Start with the first line of the data and end with the line that holds "Provide the mask of every instance of the small"; write out each one exactly.

»»

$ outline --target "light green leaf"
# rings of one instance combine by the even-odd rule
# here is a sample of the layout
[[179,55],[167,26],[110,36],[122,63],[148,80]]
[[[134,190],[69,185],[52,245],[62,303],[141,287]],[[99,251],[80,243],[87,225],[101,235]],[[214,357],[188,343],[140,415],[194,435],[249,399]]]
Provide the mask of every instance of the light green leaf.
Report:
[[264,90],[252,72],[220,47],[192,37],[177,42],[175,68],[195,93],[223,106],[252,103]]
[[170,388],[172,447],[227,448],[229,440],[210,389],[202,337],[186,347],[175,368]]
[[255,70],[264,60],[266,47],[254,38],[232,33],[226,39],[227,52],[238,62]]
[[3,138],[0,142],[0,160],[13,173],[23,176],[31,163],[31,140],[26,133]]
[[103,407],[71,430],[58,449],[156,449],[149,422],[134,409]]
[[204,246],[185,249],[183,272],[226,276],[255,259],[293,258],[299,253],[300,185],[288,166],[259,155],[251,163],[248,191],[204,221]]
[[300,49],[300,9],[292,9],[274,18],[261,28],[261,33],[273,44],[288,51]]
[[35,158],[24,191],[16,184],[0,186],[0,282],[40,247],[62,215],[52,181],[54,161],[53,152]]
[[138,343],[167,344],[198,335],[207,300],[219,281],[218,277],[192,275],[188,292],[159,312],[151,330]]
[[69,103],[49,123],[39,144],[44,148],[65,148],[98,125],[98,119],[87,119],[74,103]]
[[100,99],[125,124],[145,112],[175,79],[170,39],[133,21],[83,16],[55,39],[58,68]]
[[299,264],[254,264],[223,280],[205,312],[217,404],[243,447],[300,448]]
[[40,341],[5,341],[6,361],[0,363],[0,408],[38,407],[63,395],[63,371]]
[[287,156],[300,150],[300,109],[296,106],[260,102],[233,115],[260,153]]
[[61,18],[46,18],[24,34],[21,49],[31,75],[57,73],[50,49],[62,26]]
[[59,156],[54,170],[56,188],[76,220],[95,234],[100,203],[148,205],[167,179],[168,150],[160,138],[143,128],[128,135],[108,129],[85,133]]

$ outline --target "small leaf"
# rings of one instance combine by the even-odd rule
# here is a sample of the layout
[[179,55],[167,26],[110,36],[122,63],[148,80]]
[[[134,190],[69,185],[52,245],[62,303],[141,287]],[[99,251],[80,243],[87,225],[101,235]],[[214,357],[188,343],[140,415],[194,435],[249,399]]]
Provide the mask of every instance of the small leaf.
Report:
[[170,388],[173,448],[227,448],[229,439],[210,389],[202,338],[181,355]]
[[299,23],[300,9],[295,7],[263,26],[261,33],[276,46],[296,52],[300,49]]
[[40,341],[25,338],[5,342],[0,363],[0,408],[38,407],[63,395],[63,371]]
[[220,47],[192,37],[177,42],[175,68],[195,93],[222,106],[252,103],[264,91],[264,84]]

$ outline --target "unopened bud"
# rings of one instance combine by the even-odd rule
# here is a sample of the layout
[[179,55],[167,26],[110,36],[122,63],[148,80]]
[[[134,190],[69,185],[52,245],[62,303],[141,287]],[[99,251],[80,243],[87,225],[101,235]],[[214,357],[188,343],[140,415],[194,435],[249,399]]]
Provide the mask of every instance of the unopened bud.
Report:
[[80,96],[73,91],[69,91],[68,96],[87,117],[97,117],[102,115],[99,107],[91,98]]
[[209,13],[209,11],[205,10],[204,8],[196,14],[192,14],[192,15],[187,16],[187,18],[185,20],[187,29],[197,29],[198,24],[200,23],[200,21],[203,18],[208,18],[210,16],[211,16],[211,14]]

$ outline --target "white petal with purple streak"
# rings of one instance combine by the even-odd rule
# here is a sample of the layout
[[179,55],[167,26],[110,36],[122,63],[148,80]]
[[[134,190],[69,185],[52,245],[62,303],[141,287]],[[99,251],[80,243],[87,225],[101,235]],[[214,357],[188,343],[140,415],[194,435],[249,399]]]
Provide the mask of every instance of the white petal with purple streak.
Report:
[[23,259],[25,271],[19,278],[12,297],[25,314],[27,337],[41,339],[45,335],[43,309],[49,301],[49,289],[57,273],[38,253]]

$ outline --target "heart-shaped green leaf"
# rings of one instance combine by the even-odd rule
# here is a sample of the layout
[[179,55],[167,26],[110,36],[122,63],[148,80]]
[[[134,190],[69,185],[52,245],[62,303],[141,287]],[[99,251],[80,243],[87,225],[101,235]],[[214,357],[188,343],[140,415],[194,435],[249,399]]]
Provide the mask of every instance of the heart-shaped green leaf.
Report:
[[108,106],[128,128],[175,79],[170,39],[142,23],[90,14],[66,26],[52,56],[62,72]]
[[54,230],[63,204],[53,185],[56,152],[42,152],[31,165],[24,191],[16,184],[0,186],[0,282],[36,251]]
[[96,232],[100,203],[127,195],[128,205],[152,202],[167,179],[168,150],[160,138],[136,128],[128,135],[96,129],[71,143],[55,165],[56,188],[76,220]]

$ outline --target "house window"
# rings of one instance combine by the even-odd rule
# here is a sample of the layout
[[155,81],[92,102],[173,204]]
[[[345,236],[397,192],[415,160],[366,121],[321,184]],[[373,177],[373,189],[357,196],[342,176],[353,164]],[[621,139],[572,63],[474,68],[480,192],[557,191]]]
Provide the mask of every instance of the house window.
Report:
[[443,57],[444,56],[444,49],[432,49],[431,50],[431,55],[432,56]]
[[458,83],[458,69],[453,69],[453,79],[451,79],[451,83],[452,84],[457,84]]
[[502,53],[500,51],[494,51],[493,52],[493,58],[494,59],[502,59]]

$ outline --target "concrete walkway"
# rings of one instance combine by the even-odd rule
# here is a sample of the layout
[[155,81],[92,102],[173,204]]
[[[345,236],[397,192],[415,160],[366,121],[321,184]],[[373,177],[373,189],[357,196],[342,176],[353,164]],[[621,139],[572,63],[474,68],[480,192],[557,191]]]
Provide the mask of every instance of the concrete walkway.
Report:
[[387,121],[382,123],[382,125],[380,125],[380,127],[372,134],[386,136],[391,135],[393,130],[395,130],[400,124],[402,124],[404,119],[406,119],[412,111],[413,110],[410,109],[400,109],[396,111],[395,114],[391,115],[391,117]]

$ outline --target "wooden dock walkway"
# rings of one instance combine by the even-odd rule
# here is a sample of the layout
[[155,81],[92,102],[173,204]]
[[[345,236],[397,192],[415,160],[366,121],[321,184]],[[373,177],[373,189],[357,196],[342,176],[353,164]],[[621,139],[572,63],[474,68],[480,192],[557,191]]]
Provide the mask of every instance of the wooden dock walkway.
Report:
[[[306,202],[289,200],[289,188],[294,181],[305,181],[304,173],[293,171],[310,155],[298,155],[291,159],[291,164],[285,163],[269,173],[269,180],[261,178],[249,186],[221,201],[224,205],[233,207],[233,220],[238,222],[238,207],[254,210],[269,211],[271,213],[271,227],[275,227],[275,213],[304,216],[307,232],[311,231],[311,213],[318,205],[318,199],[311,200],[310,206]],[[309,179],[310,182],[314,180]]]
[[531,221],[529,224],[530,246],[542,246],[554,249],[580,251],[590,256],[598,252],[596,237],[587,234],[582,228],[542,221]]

««

Written response
$ outline --target "light green leaf"
# rings of one instance combine by the even-odd rule
# here is a sample of the layout
[[179,55],[167,26],[110,36],[122,63],[148,80]]
[[[134,190],[69,185],[52,245],[62,303],[141,287]],[[99,251],[80,243],[87,225],[101,235]],[[214,357],[188,343],[140,415],[194,435],[249,399]]]
Provide the mask of every instance of the light green leaf.
Report:
[[264,90],[252,72],[220,47],[192,37],[177,42],[175,68],[195,93],[223,106],[252,103]]
[[170,388],[172,447],[227,448],[229,440],[210,389],[202,337],[186,347],[175,368]]
[[255,70],[264,60],[266,47],[254,38],[232,33],[226,39],[227,52],[238,62]]
[[3,138],[0,142],[0,160],[13,173],[23,176],[31,163],[31,140],[26,133]]
[[103,407],[71,430],[58,449],[156,449],[149,422],[134,409]]
[[204,246],[185,249],[183,272],[226,276],[255,259],[293,258],[299,253],[300,185],[288,166],[259,155],[251,163],[248,191],[204,221]]
[[300,49],[300,9],[292,9],[274,18],[261,28],[261,33],[273,44],[288,51]]
[[35,158],[24,191],[16,184],[0,186],[0,282],[40,247],[62,215],[52,181],[54,161],[53,152]]
[[138,343],[167,344],[198,335],[207,300],[219,281],[218,277],[192,275],[188,292],[159,312],[151,330]]
[[69,103],[49,123],[39,144],[44,148],[65,148],[98,125],[98,119],[87,119],[74,103]]
[[100,99],[125,124],[145,112],[175,79],[170,39],[133,21],[83,16],[55,39],[58,68]]
[[299,264],[254,264],[223,280],[205,312],[217,404],[243,447],[300,448]]
[[40,341],[5,341],[6,361],[0,363],[0,408],[38,407],[63,395],[63,371]]
[[287,156],[300,150],[300,109],[296,106],[260,102],[233,115],[260,153]]
[[61,18],[46,18],[24,34],[21,49],[31,75],[57,73],[50,49],[62,26]]
[[59,156],[54,170],[56,188],[76,220],[95,234],[100,203],[148,205],[167,179],[168,150],[160,138],[143,128],[128,135],[108,129],[85,133]]

$ outline --target "small leaf"
# rings of one instance combine by the even-odd rule
# here is a sample of the layout
[[179,55],[167,26],[110,36],[122,63],[148,80]]
[[[134,190],[69,185],[52,245],[62,303],[141,287]],[[99,251],[80,243],[87,225],[101,235]],[[214,357],[188,343],[140,415],[194,435],[249,399]]]
Provide the mask of every instance of the small leaf.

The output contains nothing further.